# start of Quoted text
My name is Charles Humble and I am here at QCon New York 2014 with Ian Robinson. Ian, can you introduce yourself to the InfoQ community?

Hello, I am Ian Robinson, I am engineer at Neo Technology, I am based in London and I work on the Neo4j graph database.

 

2.What is a graph database?

A graph database? It’s a database, it’s an OLTP system, the kind of database that you could insert between a web request and a web response, but it allows you to model, store and query your data as a graph or as a network structure. So instead of modeling your data as a tabular structure and querying it with set-based operations, as you do in a relational database, with a graph database you are modeling your data as a network structure, and storing it as a network structure and then querying it as a network structure. So that structure comprises nodes and relationships and properties.

3.I guess social networks have done a lot to popularise the idea of graphs; I think everyone’s heard of the Facebook social graph for instance. So what is it about social data that lends itself naturally to being treated as a graph?

Social data or social behaviors are intrinsically based upon relationships. People behave within groups and they have friends and there are friends of friends, and so on, and there is an enormous body of research that demonstrates that there are emergent behaviors within these group structures, or these network structures, and that there are properties that we can identify and effectively predict certain behaviors or the transmission of certain behaviors within those social groups. But those groups are always structured as a network, or as a graph-like structure, and therefore I think ... There have been many, many years of analysis about these kinds of things, but it’s really within the last five years or so where it’s become prominent in the public’s mind because of things like Facebook, which have really given us, everybody, the ability to make concrete all of those connections and to record them and take advantage of them over the internet.

4.So presumably, you can exploit that for things like recommendation engines and that sort of thing?
# end of Quoted text
# start of Material for this exercise
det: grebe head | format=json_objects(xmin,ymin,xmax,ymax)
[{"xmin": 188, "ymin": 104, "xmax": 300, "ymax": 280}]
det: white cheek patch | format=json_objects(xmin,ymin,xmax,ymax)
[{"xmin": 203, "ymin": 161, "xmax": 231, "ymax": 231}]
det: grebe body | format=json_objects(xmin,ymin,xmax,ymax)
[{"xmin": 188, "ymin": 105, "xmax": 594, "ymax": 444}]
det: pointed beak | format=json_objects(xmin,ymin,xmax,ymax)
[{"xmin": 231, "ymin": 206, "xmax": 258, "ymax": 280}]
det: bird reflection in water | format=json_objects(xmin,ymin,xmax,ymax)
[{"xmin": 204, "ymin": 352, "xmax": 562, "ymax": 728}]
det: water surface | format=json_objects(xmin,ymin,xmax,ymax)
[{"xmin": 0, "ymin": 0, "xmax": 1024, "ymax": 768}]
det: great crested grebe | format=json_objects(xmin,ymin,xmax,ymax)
# end of Material for this exercise
> _What is asked_:
• a. Reproduce verbatim the passage of the interview on graph databases starting with "Hello, I am" and going on through "relationships and properties.".
• b. Quote, exactly as they appear, the rows starting with the line with "det: grebe body" and going on through the final line of the rows.

> _Answers given_:
• a.
Hello, I am Ian Robinson, I am engineer at Neo Technology, I am based in London and I work on the Neo4j graph database.

 

2.What is a graph database?

A graph database? It’s a database, it’s an OLTP system, the kind of database that you could insert between a web request and a web response, but it allows you to model, store and query your data as a graph or as a network structure. So instead of modeling your data as a tabular structure and querying it with set-based operations, as you do in a relational database, with a graph database you are modeling your data as a network structure, and storing it as a network structure and then querying it as a network structure. So that structure comprises nodes and relationships and properties.

• b.
det: grebe body | format=json_objects(xmin,ymin,xmax,ymax)
[{"xmin": 188, "ymin": 105, "xmax": 594, "ymax": 444}]
det: pointed beak | format=json_objects(xmin,ymin,xmax,ymax)
[{"xmin": 231, "ymin": 206, "xmax": 258, "ymax": 280}]
det: bird reflection in water | format=json_objects(xmin,ymin,xmax,ymax)
[{"xmin": 204, "ymin": 352, "xmax": 562, "ymax": 728}]
det: water surface | format=json_objects(xmin,ymin,xmax,ymax)
[{"xmin": 0, "ymin": 0, "xmax": 1024, "ymax": 768}]
det: great crested grebe | format=json_objects(xmin,ymin,xmax,ymax)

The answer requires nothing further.